## What is asked
Starting with the line that holds "Can you locate the sunglasses in", copy out each remaining line of the listing below, up to and including the last one, and include nothing else.
___ Material to process ___
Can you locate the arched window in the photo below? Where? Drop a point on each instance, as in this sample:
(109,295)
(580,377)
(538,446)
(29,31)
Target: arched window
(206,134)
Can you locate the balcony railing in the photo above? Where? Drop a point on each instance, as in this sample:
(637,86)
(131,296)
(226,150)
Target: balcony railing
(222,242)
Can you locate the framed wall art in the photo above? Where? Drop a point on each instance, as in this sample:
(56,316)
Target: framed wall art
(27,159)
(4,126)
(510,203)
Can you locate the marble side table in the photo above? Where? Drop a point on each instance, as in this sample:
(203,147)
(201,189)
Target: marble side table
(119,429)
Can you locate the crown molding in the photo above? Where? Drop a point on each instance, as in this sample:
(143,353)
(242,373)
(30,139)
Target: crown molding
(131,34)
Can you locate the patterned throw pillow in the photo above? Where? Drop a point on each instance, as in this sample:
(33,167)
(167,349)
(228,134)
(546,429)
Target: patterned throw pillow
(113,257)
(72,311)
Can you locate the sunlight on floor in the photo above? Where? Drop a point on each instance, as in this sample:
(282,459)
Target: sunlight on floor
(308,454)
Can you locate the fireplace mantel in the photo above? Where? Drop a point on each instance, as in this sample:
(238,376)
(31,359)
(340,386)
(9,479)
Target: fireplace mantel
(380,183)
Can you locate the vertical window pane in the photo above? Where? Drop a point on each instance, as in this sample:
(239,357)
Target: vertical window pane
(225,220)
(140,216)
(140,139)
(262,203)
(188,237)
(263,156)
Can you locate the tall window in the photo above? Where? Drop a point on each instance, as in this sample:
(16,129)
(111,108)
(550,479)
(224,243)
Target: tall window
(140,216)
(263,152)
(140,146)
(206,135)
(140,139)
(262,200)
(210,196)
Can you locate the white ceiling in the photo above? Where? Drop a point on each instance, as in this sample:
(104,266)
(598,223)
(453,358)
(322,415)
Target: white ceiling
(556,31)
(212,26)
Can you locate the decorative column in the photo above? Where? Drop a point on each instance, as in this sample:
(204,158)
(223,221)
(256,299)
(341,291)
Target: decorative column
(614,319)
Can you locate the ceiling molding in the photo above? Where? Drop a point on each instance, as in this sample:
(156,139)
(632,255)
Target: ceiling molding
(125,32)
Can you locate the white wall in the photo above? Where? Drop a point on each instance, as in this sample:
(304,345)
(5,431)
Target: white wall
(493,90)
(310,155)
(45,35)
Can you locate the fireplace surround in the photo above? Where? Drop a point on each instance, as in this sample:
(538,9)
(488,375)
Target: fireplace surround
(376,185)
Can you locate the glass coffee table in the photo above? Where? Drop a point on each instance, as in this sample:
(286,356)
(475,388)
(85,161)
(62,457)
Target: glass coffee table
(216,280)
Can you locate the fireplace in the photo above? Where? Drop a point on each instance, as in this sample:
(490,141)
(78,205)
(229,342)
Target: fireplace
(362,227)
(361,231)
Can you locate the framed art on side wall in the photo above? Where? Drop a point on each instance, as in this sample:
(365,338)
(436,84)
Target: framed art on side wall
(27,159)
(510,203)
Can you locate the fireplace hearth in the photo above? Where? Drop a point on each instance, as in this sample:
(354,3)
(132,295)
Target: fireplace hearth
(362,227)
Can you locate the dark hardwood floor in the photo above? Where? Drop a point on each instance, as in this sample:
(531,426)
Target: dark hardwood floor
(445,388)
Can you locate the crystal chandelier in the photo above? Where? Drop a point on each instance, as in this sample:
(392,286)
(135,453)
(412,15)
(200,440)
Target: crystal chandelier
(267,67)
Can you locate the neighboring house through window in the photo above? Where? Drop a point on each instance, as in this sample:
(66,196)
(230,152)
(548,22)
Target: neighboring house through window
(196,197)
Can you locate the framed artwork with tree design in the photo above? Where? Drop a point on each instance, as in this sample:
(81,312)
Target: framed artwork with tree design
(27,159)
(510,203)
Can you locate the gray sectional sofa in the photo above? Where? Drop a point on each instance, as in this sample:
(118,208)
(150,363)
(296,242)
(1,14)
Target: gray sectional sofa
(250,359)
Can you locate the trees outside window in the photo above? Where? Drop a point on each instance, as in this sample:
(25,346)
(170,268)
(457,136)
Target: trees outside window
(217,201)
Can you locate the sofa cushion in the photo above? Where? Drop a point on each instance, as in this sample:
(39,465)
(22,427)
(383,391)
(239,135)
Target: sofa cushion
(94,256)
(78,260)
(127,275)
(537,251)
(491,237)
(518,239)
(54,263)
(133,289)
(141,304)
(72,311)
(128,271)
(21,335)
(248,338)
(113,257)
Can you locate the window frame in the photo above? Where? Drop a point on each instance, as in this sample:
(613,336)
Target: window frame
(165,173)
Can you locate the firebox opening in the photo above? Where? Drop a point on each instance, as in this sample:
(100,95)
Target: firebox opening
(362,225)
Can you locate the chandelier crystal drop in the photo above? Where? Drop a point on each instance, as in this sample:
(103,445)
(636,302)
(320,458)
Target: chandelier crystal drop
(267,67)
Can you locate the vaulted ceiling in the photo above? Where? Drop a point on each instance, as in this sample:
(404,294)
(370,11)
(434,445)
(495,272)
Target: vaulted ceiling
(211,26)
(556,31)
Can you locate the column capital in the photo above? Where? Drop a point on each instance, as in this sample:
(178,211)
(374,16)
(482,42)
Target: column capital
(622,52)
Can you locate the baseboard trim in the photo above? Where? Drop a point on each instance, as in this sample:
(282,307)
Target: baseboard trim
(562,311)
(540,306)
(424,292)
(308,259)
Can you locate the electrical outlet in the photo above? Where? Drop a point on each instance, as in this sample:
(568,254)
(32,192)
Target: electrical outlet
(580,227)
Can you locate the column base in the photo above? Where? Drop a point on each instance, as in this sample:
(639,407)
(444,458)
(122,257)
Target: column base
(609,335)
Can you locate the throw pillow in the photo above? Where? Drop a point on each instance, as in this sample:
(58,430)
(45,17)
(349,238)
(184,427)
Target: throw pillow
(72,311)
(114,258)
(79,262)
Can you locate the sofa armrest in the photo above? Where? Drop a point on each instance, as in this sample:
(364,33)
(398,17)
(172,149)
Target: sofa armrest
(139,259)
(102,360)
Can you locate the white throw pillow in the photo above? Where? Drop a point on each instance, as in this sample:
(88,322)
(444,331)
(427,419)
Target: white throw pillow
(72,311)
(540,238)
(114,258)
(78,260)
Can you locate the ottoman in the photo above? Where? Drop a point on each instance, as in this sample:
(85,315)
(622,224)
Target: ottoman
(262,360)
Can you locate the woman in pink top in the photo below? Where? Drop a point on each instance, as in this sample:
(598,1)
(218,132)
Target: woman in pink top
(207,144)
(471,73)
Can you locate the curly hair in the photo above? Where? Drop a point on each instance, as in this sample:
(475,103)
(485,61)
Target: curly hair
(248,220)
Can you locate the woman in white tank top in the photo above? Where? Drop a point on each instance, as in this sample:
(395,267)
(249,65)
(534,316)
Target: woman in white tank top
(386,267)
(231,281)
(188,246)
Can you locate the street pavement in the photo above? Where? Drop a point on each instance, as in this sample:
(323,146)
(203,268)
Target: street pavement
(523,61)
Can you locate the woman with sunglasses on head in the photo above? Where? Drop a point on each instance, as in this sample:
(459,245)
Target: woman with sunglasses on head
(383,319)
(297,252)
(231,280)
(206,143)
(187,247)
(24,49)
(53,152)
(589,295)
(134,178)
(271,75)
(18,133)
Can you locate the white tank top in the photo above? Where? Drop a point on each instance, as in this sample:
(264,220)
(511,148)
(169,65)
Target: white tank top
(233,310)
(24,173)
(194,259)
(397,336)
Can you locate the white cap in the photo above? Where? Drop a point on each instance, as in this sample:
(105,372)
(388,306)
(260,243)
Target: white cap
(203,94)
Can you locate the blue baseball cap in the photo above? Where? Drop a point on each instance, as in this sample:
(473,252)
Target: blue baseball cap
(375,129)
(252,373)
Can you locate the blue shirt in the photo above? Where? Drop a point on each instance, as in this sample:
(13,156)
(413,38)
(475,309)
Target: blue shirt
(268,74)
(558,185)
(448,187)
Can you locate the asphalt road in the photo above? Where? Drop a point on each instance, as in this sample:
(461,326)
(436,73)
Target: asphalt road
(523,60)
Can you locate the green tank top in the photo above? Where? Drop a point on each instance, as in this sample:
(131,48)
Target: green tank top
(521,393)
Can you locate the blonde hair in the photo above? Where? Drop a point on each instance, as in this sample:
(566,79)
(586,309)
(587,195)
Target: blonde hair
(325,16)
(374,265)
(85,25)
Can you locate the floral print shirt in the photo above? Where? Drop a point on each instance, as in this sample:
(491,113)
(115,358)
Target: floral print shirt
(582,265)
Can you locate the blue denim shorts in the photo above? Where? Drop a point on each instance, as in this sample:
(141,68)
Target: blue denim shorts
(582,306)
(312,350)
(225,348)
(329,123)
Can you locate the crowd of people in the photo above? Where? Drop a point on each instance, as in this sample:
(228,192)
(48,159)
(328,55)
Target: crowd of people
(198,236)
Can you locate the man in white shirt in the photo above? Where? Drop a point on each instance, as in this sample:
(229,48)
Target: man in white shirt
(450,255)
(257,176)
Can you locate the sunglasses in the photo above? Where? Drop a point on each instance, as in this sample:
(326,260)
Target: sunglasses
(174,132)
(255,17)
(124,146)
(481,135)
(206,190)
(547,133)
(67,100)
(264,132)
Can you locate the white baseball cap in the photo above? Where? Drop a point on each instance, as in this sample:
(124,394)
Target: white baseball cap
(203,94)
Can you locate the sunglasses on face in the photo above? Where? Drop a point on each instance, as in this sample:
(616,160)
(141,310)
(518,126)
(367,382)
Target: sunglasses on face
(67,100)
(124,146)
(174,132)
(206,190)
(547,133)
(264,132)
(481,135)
___
## Correct response
Can you locate the sunglasses in the photo above? Where? Drop a point on each instance, as in this sample:
(326,260)
Target: sunglasses
(174,132)
(255,17)
(124,146)
(481,135)
(206,190)
(547,133)
(67,100)
(264,132)
Can you locate the white baseball cap in the photo above? Where? Drop a point on each instance, as in this sample:
(124,394)
Target: white baseball cap
(203,94)
Can you locate the sunglasses on face in the photo above? Where? Drop a point on each instance, as in this sample:
(616,160)
(141,310)
(518,126)
(367,382)
Target: sunglasses on face
(67,100)
(124,146)
(174,132)
(206,190)
(547,133)
(264,132)
(481,135)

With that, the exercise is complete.